(Beginning of DATA PROVIDED)

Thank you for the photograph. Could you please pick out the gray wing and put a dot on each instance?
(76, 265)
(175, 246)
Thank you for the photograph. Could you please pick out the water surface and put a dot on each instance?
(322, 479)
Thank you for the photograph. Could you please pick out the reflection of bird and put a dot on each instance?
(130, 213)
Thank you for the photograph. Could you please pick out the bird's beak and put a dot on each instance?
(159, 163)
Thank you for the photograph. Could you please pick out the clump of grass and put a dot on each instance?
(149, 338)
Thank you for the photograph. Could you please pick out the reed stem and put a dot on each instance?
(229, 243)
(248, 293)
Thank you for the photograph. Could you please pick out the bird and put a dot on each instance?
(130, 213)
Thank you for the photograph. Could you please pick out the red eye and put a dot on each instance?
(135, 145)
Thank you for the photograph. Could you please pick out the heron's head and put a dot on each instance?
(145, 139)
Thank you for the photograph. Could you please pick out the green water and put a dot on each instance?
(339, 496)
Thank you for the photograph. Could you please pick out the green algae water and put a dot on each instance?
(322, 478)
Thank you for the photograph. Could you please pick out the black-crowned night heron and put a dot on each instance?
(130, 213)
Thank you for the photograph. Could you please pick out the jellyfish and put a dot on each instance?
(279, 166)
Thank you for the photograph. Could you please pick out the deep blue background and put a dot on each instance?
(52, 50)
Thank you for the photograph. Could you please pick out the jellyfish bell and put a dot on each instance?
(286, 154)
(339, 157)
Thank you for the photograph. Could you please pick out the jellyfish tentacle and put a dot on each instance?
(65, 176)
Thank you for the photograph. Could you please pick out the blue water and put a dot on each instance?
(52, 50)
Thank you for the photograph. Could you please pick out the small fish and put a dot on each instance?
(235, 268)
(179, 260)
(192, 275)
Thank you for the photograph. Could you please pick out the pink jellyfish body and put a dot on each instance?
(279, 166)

(End of DATA PROVIDED)

• WORK TO BE COMPLETED:
Top to bottom, the records above must be output exactly.

• THE COMPLETED TASK:
Thank you for the photograph. Could you please pick out the gray wing and put a dot on each instance?
(76, 265)
(175, 246)
Thank you for the photograph. Could you please pick out the water surface and put a dot on each instance?
(322, 479)
Thank you for the photograph. Could you please pick out the reflection of bird and put a dot on each instance?
(130, 213)
Thank you for the photograph. Could you please pick out the bird's beak and put a dot on each instance?
(159, 163)
Thank you for the photograph. Could you please pick out the clump of grass and put a dot on each instance?
(149, 338)
Thank you for the photograph. Could you please pick out the reed stem and put a dot on each instance?
(229, 243)
(248, 293)
Thank you for the photograph. Could you please pick out the bird and put a dot on each instance?
(130, 213)
Thank you for the photograph. Could you please pick out the red eye and put a dot on each instance?
(135, 145)
Thank you for the photograph. Could you please pick out the heron's head and put a dot on each instance?
(145, 139)
Thank you for the photograph. Could you please pick out the green water and put a dot on each instance?
(339, 496)
Thank you for the photograph. Could you please pick out the green algae water and put a dot on each instance?
(322, 478)
Thank you for the photograph. Could you please pick out the black-crowned night heron and put a dot on each instance?
(130, 213)
Thank you for the photograph. Could you please pick out the jellyfish and put a dot on each instance?
(279, 166)
Thank you for the photograph. Could you please pick out the deep blue background and put a dot on each instance?
(52, 50)
Thank you for the photograph. Could you please pick out the jellyfish bell and put a dot on each instance?
(286, 154)
(339, 157)
Thank you for the photograph. Could you please pick out the jellyfish tentacle and put a dot on each instance?
(65, 176)
Thank you for the photograph. Could you please pick out the blue water and put a dot on each instance?
(52, 50)
Thank you for the photograph. Could you please pick out the small fish and put a dot on each instance?
(235, 268)
(179, 260)
(192, 275)
Thank you for the photograph. Could you please pick out the pink jellyfish body and put a dot on each instance?
(279, 166)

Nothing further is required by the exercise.